Format the lines below as a JSON list of strings, one string per line, leaving out any blank lines.
※ ※ ※
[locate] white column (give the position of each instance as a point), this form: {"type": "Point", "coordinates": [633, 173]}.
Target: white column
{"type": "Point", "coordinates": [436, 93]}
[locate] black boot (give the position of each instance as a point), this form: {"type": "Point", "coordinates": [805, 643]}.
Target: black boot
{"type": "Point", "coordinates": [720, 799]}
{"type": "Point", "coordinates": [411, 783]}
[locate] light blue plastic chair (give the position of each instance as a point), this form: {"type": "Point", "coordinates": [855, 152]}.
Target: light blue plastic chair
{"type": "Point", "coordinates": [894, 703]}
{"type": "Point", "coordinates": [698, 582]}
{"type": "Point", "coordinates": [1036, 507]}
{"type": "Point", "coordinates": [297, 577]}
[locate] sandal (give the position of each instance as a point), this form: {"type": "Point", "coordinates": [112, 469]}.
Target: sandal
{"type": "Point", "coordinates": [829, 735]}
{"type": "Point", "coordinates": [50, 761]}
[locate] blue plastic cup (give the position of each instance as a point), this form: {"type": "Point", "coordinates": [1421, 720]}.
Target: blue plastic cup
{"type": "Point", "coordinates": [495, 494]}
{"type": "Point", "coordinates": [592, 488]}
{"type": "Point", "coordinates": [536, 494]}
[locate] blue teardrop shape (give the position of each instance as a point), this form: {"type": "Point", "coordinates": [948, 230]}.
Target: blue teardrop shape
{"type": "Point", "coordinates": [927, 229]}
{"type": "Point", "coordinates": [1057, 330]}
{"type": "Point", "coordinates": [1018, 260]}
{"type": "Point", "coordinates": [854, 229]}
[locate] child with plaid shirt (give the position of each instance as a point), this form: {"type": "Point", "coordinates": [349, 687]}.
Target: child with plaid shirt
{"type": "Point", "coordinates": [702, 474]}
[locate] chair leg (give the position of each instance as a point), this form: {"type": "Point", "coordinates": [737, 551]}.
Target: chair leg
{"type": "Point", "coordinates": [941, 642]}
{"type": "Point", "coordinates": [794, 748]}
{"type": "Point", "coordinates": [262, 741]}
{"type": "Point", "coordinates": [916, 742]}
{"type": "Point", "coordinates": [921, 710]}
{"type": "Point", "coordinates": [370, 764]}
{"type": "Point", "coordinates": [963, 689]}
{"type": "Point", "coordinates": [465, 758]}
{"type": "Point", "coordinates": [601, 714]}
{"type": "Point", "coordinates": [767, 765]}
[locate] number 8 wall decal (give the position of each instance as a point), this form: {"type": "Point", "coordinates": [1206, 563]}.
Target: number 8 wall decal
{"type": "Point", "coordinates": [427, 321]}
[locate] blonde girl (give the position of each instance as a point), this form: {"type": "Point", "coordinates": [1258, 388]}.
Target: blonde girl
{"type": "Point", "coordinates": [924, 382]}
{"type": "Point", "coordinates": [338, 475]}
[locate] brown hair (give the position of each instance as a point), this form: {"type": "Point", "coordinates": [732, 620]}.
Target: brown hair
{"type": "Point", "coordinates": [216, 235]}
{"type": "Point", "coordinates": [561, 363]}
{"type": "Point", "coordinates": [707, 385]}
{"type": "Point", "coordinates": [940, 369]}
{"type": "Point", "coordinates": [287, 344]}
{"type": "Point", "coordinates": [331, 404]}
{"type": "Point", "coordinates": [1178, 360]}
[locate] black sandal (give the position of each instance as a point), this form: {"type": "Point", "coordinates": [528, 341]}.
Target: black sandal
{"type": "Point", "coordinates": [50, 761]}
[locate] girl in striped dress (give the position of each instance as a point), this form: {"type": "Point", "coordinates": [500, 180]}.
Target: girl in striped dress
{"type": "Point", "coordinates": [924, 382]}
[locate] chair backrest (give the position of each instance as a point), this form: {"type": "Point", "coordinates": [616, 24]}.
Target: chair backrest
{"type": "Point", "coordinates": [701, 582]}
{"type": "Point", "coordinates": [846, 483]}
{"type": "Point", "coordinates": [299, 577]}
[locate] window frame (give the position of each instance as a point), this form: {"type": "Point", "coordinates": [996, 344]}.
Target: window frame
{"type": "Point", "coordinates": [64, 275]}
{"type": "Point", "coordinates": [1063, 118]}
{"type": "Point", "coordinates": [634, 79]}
※ ※ ※
▶ Problem solution:
[
  "[locate] white column (give the position of each instance as a point), this form: {\"type\": \"Point\", \"coordinates\": [633, 173]}.",
  "Target: white column",
  "{\"type\": \"Point\", \"coordinates\": [436, 93]}",
  "[locate] black boot (give the position of each instance as a point), this form: {\"type\": \"Point\", \"coordinates\": [805, 643]}.",
  "Target: black boot",
  "{\"type\": \"Point\", \"coordinates\": [720, 799]}",
  "{\"type\": \"Point\", \"coordinates\": [411, 783]}",
  "[locate] light blue plastic chair (give the position of each instance as a point), this form: {\"type\": \"Point\", \"coordinates\": [855, 152]}.",
  "Target: light blue plastic chair",
  "{\"type\": \"Point\", \"coordinates\": [894, 703]}",
  "{\"type\": \"Point\", \"coordinates\": [698, 582]}",
  "{\"type\": \"Point\", \"coordinates\": [1036, 507]}",
  "{\"type\": \"Point\", \"coordinates\": [297, 577]}",
  "[locate] sandal (give the position of each instance as a point), this form: {\"type\": \"Point\", \"coordinates\": [112, 469]}.",
  "Target: sandal",
  "{\"type\": \"Point\", \"coordinates\": [829, 735]}",
  "{\"type\": \"Point\", \"coordinates\": [50, 761]}",
  "[locate] blue plastic cup (give the position of each instance as a point), this form: {\"type\": \"Point\", \"coordinates\": [1421, 720]}.",
  "Target: blue plastic cup",
  "{\"type\": \"Point\", \"coordinates\": [495, 494]}",
  "{\"type\": \"Point\", \"coordinates\": [592, 488]}",
  "{\"type\": \"Point\", \"coordinates\": [536, 494]}",
  "[locate] blue teardrop shape (give the position of each instance as a point), this form: {\"type\": \"Point\", \"coordinates\": [948, 230]}.",
  "Target: blue teardrop shape",
  "{\"type\": \"Point\", \"coordinates\": [927, 229]}",
  "{\"type\": \"Point\", \"coordinates\": [1057, 330]}",
  "{\"type\": \"Point\", \"coordinates\": [1018, 260]}",
  "{\"type\": \"Point\", \"coordinates\": [854, 229]}",
  "[locate] child with plaid shirt (give the position of each instance as a point), this form: {\"type\": \"Point\", \"coordinates\": [349, 687]}.",
  "Target: child with plaid shirt",
  "{\"type\": \"Point\", \"coordinates\": [702, 474]}",
  "[locate] chair leg (give the position of each instance as a point), this form: {\"type\": \"Point\", \"coordinates\": [737, 551]}.",
  "Target: chair leg",
  "{\"type\": \"Point\", \"coordinates\": [941, 642]}",
  "{\"type\": \"Point\", \"coordinates\": [794, 748]}",
  "{\"type\": \"Point\", \"coordinates\": [262, 741]}",
  "{\"type\": \"Point\", \"coordinates\": [916, 742]}",
  "{\"type\": \"Point\", \"coordinates\": [921, 710]}",
  "{\"type\": \"Point\", \"coordinates\": [370, 764]}",
  "{\"type\": \"Point\", \"coordinates\": [963, 689]}",
  "{\"type\": \"Point\", \"coordinates\": [465, 758]}",
  "{\"type\": \"Point\", \"coordinates\": [601, 714]}",
  "{\"type\": \"Point\", \"coordinates\": [767, 765]}",
  "[locate] number 8 wall decal (give the position of each instance as a point), this form: {\"type\": \"Point\", \"coordinates\": [1206, 563]}.",
  "Target: number 8 wall decal",
  "{\"type\": \"Point\", \"coordinates\": [427, 321]}",
  "[locate] blonde girl (give the position of each instance as a point), this form: {\"type\": \"Point\", \"coordinates\": [1258, 388]}.",
  "Target: blonde girl",
  "{\"type\": \"Point\", \"coordinates\": [924, 382]}",
  "{\"type\": \"Point\", \"coordinates\": [338, 475]}",
  "[locate] brown hair (give the position of each instance as a point), this form: {\"type\": \"Point\", \"coordinates\": [732, 620]}.",
  "Target: brown hair",
  "{\"type\": \"Point\", \"coordinates\": [216, 235]}",
  "{\"type\": \"Point\", \"coordinates\": [561, 363]}",
  "{\"type\": \"Point\", \"coordinates\": [707, 385]}",
  "{\"type\": \"Point\", \"coordinates\": [940, 369]}",
  "{\"type\": \"Point\", \"coordinates\": [287, 344]}",
  "{\"type\": \"Point\", \"coordinates\": [331, 404]}",
  "{\"type\": \"Point\", \"coordinates\": [1178, 360]}",
  "[locate] black sandal (give the position of each instance as a point), this form: {\"type\": \"Point\", \"coordinates\": [528, 341]}.",
  "Target: black sandal",
  "{\"type\": \"Point\", \"coordinates\": [50, 761]}",
  "[locate] girl in striped dress (give the position of each instance as a point), this form: {\"type\": \"Point\", \"coordinates\": [500, 180]}.",
  "Target: girl in striped dress",
  "{\"type\": \"Point\", \"coordinates\": [924, 382]}",
  "[locate] chair backrest (give the position of each instance as a point), this form: {\"type\": \"Point\", \"coordinates\": [616, 24]}.",
  "Target: chair backrest",
  "{\"type\": \"Point\", \"coordinates\": [701, 582]}",
  "{\"type\": \"Point\", \"coordinates\": [846, 483]}",
  "{\"type\": \"Point\", \"coordinates\": [299, 577]}",
  "[locate] window frame (give the position of each instance as a point), this form: {\"type\": \"Point\", \"coordinates\": [996, 344]}.",
  "Target: window frame",
  "{\"type\": \"Point\", \"coordinates\": [64, 275]}",
  "{\"type\": \"Point\", \"coordinates\": [1063, 118]}",
  "{\"type\": \"Point\", \"coordinates\": [634, 79]}"
]